### Challenge a
Report how many lines in the records contain the string "vehicle", giving only the number.

______________________________

You are viewing a plain text version of this content. The canonical link for it is here.
Posted to commits@spark.apache.org by gu...@apache.org on 2022/07/11 07:30:56 UTC
[spark] branch master updated: [SPARK-39728][PYTHON] Add explicit PySpark SQL function parity check
This is an automated email from the ASF dual-hosted git repository.
gurwls223 pushed a commit to branch master
in repository https://gitbox.apache.org/repos/asf/spark.git
The following commit(s) were added to refs/heads/master by this push:
new a68bcc62244 [SPARK-39728][PYTHON] Add explicit PySpark SQL function parity check
a68bcc62244 is described below
commit a68bcc622446fa85414286da9563da3bcdf1fbaa
Author: Andrew Ray <ra...@gmail.com>
AuthorDate: Mon Jul 11 16:30:45 2022 +0900
[SPARK-39728][PYTHON] Add explicit PySpark SQL function parity check
### What changes were proposed in this pull request?

______________________________

### Challenge b
From the commit email above, copy everything from "You are viewing" down to "this pull request?" without changing a word.

______________________________

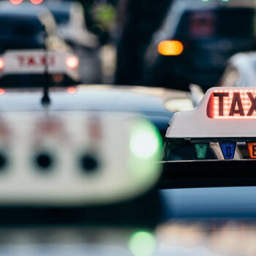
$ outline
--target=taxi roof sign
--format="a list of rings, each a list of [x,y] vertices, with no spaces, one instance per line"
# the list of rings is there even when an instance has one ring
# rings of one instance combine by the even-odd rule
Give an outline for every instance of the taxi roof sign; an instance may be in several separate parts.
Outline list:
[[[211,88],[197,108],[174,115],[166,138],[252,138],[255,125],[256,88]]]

______________________________

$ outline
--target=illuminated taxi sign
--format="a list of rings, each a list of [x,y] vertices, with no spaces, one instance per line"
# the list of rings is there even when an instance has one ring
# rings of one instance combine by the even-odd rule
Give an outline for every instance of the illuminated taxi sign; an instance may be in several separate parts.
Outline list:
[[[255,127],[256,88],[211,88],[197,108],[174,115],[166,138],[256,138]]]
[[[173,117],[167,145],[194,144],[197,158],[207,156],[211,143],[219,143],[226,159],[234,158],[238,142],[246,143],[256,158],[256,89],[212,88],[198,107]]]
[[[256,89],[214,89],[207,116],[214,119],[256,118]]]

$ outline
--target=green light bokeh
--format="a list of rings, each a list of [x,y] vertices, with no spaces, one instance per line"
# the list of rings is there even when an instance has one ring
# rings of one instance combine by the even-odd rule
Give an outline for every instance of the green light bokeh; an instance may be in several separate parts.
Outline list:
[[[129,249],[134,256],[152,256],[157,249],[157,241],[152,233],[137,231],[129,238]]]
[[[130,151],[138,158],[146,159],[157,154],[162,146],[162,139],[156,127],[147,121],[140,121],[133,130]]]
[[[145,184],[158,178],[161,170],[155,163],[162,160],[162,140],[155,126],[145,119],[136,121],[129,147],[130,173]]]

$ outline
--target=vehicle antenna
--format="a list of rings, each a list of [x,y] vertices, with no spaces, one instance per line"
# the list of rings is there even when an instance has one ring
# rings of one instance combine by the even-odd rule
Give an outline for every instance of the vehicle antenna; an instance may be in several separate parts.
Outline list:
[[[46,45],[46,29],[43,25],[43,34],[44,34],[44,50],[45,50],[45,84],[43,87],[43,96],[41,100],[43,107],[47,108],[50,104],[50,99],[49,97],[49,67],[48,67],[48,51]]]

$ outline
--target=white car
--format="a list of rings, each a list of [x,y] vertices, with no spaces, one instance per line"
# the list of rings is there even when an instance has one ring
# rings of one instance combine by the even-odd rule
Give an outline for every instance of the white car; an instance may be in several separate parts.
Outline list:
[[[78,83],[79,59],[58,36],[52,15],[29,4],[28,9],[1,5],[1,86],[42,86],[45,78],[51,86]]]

______________________________

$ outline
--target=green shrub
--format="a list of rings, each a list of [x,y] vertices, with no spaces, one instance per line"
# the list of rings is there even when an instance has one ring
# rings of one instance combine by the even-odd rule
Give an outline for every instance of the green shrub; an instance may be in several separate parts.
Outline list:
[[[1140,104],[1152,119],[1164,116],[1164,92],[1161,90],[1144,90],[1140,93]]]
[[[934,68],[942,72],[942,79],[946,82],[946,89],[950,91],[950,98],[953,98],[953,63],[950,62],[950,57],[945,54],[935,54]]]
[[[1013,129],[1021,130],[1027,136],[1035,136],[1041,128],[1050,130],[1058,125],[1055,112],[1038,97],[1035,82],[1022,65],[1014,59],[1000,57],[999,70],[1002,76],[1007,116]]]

______________________________

### Task response a
2

### Task response b
You are viewing a plain text version of this content. The canonical link for it is here.
Posted to commits@spark.apache.org by gu...@apache.org on 2022/07/11 07:30:56 UTC
[spark] branch master updated: [SPARK-39728][PYTHON] Add explicit PySpark SQL function parity check
This is an automated email from the ASF dual-hosted git repository.
gurwls223 pushed a commit to branch master
in repository https://gitbox.apache.org/repos/asf/spark.git
The following commit(s) were added to refs/heads/master by this push:
new a68bcc62244 [SPARK-39728][PYTHON] Add explicit PySpark SQL function parity check
a68bcc62244 is described below
commit a68bcc622446fa85414286da9563da3bcdf1fbaa
Author: Andrew Ray <ra...@gmail.com>
AuthorDate: Mon Jul 11 16:30:45 2022 +0900
[SPARK-39728][PYTHON] Add explicit PySpark SQL function parity check
### What changes were proposed in this pull request?